Reproduce the complete listing without any deviation.

(Location identification entries)
== == ==
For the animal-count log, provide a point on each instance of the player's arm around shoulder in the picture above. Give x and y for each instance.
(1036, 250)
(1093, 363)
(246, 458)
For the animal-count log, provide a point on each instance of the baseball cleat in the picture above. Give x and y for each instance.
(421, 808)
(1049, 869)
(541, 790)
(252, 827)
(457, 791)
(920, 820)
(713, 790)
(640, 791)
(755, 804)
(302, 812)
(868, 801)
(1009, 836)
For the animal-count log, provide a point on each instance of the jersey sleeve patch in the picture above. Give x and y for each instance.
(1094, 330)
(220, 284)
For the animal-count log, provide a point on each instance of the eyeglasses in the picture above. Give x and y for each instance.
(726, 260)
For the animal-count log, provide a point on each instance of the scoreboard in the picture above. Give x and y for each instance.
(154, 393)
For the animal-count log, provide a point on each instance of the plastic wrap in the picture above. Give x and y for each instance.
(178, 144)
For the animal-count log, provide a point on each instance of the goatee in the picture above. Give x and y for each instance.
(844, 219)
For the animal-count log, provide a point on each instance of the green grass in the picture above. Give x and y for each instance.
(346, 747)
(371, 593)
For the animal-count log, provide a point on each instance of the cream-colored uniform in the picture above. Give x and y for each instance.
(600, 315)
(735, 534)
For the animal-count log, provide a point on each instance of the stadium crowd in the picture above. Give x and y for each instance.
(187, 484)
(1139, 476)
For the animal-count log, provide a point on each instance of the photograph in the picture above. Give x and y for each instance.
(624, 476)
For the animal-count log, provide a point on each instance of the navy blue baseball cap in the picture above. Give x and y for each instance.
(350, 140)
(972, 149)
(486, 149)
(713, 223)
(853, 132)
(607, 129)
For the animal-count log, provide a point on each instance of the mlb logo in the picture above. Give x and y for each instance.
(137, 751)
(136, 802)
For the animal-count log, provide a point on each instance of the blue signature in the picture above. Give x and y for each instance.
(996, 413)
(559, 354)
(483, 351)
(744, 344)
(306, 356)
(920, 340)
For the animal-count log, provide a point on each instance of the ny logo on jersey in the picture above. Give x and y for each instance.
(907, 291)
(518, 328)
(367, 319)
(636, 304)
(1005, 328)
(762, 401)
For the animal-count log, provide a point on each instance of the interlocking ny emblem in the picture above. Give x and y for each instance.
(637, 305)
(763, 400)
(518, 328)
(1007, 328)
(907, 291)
== == ==
### IN RESPONSE
For the animal-count log, provide a point on each instance of the player's arm around shoulder in the picture above. Give x and y for each instance.
(1036, 250)
(1093, 363)
(246, 458)
For the animal-count log, provide a point on each instance of the baseball cleat in the picture above. Give x and y for each instance.
(421, 808)
(1049, 869)
(541, 790)
(252, 827)
(457, 791)
(920, 820)
(713, 790)
(640, 791)
(755, 804)
(302, 812)
(868, 801)
(1009, 836)
For the animal-count log, provide a point on each instance of the jersey sleeve patch in the picture above. Give x and y for each instance.
(1094, 330)
(220, 284)
For the animal-count log, provide a point on each instance of the eyeglasses in the picture above. Give x and y for each instance.
(726, 260)
For the animal-count log, provide a point on each instance of the scoreboard in the picture above. Give x and y for each instance.
(154, 393)
For the animal-count log, provide a point on each instance of the plastic wrap in the picture above. Give x and y for each instance.
(178, 144)
For the animal-count log, provide a point on each instance of the goatee in the picture above. Give x and y for each instance.
(844, 219)
For the animal-count log, provide a point on each instance of the green grass in the picture above. Give x and y for each instance.
(346, 747)
(371, 593)
For the animal-count log, provide a point on each instance of the cream-colored uniform in the picture above. Give x and y for each instance.
(600, 315)
(735, 534)
For the animal-count log, provide a point on each instance of the stadium crowd in the picture above. Give x and y for each instance.
(187, 484)
(1139, 476)
For the animal-count log, provide a point on each instance of the photograph in the picture above. Give x and y for each instance.
(624, 476)
For the animal-count log, provide a point on each instance of the navy blue baseball cap in the picture above. Give x and y for each instance.
(350, 140)
(972, 149)
(486, 149)
(713, 223)
(853, 132)
(607, 129)
For the animal-count log, provide a point on each instance of the mlb logo in the picture above. Give x and y for each instance.
(137, 751)
(136, 802)
For the animal-count log, provide a point on each instance of the blue signature in the picture above. Give x and y for each instance.
(996, 413)
(559, 354)
(483, 351)
(744, 344)
(306, 356)
(920, 340)
For the animal-count log, provide a point on each instance of the ny logo on jersey in the picture above. Give x and y for each instance.
(907, 291)
(518, 328)
(367, 319)
(636, 304)
(1005, 328)
(762, 401)
For the animal-count log, provide a point on each instance of the interlocking ny emblem in the picture above. Give x and y for each instance.
(637, 305)
(763, 400)
(518, 328)
(1007, 328)
(907, 291)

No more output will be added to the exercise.